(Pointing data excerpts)

---*---

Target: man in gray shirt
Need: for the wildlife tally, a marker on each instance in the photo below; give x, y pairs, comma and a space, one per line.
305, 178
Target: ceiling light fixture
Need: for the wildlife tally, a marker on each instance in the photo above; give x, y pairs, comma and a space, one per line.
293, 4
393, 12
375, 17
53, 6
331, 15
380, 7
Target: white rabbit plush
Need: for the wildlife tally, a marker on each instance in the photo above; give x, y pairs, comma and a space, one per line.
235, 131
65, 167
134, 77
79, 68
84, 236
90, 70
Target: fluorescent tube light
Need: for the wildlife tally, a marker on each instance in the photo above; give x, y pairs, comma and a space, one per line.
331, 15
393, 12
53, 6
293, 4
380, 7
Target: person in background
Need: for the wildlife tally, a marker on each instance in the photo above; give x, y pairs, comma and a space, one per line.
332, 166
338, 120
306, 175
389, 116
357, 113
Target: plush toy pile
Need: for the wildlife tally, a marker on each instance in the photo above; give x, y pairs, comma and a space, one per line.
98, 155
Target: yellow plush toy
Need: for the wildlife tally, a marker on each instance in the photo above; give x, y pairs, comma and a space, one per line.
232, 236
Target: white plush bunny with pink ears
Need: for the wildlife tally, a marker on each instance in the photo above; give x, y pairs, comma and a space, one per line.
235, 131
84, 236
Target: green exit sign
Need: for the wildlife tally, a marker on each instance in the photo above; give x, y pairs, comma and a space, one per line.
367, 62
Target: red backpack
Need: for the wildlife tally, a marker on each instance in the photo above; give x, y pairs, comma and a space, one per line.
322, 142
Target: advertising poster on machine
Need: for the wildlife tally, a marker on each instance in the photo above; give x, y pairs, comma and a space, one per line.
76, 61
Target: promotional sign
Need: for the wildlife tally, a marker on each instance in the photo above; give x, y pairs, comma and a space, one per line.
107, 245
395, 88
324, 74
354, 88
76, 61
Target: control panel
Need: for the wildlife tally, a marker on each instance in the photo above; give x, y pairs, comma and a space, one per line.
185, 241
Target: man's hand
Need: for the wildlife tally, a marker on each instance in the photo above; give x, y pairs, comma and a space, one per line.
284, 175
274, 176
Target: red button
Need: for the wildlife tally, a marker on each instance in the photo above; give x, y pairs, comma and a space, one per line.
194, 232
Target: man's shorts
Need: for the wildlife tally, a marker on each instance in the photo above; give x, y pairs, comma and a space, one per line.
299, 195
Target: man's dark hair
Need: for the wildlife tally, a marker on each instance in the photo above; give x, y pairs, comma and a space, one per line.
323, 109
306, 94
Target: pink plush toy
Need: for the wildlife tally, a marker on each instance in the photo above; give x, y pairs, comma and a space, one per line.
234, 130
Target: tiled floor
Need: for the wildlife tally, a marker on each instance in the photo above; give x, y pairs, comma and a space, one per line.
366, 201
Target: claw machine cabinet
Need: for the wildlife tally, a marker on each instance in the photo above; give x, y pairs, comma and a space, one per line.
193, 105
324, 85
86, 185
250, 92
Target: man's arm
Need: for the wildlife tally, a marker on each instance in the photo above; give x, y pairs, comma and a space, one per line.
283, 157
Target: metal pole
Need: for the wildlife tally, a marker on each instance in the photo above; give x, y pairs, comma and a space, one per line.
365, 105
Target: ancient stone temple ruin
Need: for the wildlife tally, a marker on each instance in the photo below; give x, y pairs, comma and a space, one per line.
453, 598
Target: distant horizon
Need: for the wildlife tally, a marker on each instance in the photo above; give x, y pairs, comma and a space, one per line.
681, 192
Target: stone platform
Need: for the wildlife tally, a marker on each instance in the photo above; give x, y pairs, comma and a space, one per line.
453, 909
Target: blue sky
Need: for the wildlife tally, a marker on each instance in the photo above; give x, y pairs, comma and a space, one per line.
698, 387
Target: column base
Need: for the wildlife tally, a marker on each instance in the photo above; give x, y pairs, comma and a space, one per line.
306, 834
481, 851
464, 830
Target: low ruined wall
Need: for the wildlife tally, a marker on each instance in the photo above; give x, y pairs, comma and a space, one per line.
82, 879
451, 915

---*---

## WHAT IS REQUIRED
Please copy all of the material above line for line, changing nothing.

## TASK SOLUTION
Target: man in gray shirt
Need: for the wildlife tally, a marker on each instance in the photo below; give x, y pairs, comma and a space, one per line.
305, 178
Target: ceiling light fixture
Need: for the wildlife tally, a marker on each instance in the photo above; give x, y pairs, comma and a space, one per line.
293, 4
393, 12
375, 17
53, 6
331, 15
380, 7
Target: white rabbit plush
Need: for the wildlife tally, a marker on each instance in the photo above; give x, y pairs, comma and a space, one per line.
235, 131
65, 167
134, 77
79, 68
84, 236
90, 70
Target: fluorescent tube light
Need: for the wildlife tally, a marker on each instance in the photo above; give x, y pairs, comma and a space, one per line.
331, 15
393, 12
53, 6
293, 4
380, 7
Target: person in background
Need: for the wildlife tally, a marker on each instance in the photo above; give x, y pairs, comma and a space, one per line.
332, 166
338, 120
306, 175
389, 116
357, 113
Target: plush toy pile
Need: for the wildlife tally, a marker on each instance in the photo above; give x, y pairs, comma and a space, one per line.
98, 155
Target: yellow plush toy
Need: for the wildlife tally, a marker on each instance in the photo above; give x, y pairs, comma and a space, one per line.
232, 236
Target: white plush bunny with pink ears
Need: for the wildlife tally, a marker on each instance in the photo above; give x, y pairs, comma and a space, one per line.
235, 131
84, 236
Target: green exit sign
Need: for the wildlife tally, a marker on each instance in the photo above; give x, y pairs, comma and a space, one per line.
367, 62
Target: red backpack
Need: for the wildlife tally, a marker on each instance in the photo above; give x, y pairs, comma and a space, one per line.
322, 142
Target: advertising poster on machine
Need: for the wildlife tally, a marker on each instance in the photo above; give x, y pairs, comma and a space, one per line.
76, 61
Target: promotional sign
Need: for the wildlife tally, a marker on each instance in the photo above; give x, y pairs, comma and a space, one per line.
107, 245
395, 88
324, 74
354, 88
76, 61
Target: control panel
Need: for the wildlife tally, a marker on each instance in the photo above; give x, y pairs, comma and a space, one per line.
185, 241
Target: man's hand
Need: for the wildlife tally, a marker on each instance in the photo above; give x, y pairs, comma and a space, one per line.
284, 175
274, 176
Target: red button
Need: for the wildlife tally, a marker on each instance in the photo above; give x, y pairs, comma and a space, one per line.
194, 232
Target: man's shorts
Need: for the wildlife tally, a marker on each instance in the photo above; give x, y pairs, comma and a space, one per line.
299, 195
Target: man's dark hair
Need: for the wildlife tally, a marker on each instance in the photo above; give x, y pairs, comma and a space, one per line.
323, 109
306, 94
Target: pink plush toy
Need: for the wildlife tally, a marker on each instance in the photo above; give x, y pairs, comma and a space, one per line.
234, 130
Target: tiled floor
Need: for the wildlife tally, a marker on each instance in the photo above; give x, y pairs, comma and a space, one per line.
366, 201
Target: claw machine cabinet
Need: for the wildlife tally, a marker on each instance in the photo above; give x, y pairs, comma and a space, one per line.
193, 105
324, 85
86, 185
250, 92
Target: man's arm
Need: for the wildlife tally, a marker on each instance in the photo above; give x, y pairs, comma and a space, one per line.
283, 157
Target: metal pole
Need: for the wildlife tally, a marker on each instance in the photo above; give x, y pairs, comma and a space, one per line.
365, 105
Target: ancient stone temple ruin
Need: for the wildlife tally, a marker on each instance in the photo below; give x, y pairs, comma and a space, one per line.
453, 598
Target: distant horizon
Need: for the wildlife tally, a marker on each instance in the photo above; give x, y pairs, comma and a space, one per line.
681, 192
Target: stone platform
Need: for the wildlife tally, a marker on each instance in the photo above; give x, y pairs, comma and a space, one per line.
453, 909
Target: blue sky
Need: for the wildlife tally, a marker on each instance in the photo above; give x, y pairs, comma and a space, one per line.
698, 387
Target: column base
Need: for the wildlife tally, a marker on each instance in the photo above; give x, y pairs, comma and a space, one per line.
306, 834
481, 851
464, 830
Target: low ruined wall
Need: for the wildlife tally, a marker on each instance in the photo above; give x, y pairs, comma and a space, one per line.
82, 879
451, 915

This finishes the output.